Friday, September 17, 2004 - News

I decided to include this page to make mention of the fact that the health accord is now off the front pages. We have solved Canada's health problem. Hallelujah, now we can deal with what's really important like the hockey strike.

I've been thinking about the health accord, the plan to save the Healthcare system in Canada. I'm glad to read that Roy Romanow sees it as a set in the right direction. However I get the feeling there is still a lot of work to do. You see we have a program that is taking a lot of money but providing less and less. On one hand you hear that the provinces are spending more of their budget dollars on health care, which means they're either increasing taxes or cutting back other programs. Which ever means there is a problem. However, what is being provided is less. There are waiting lines, there are shortages of staff, but it's costing more and more.

TASK BRIEF - Copy out the whole post on the Canadian health accord word for word. You don't need the data for this.

DATA SHOWN -
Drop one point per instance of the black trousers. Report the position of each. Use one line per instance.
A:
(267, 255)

ANSWER SPACE -
Friday, September 17, 2004 - News

I decided to include this page to make mention of the fact that the health accord is now off the front pages. We have solved Canada's health problem. Hallelujah, now we can deal with what's really important like the hockey strike.

I've been thinking about the health accord, the plan to save the Healthcare system in Canada. I'm glad to read that Roy Romanow sees it as a set in the right direction. However I get the feeling there is still a lot of work to do. You see we have a program that is taking a lot of money but providing less and less. On one hand you hear that the provinces are spending more of their budget dollars on health care, which means they're either increasing taxes or cutting back other programs. Which ever means there is a problem. However, what is being provided is less. There are waiting lines, there are shortages of staff, but it's costing more and more.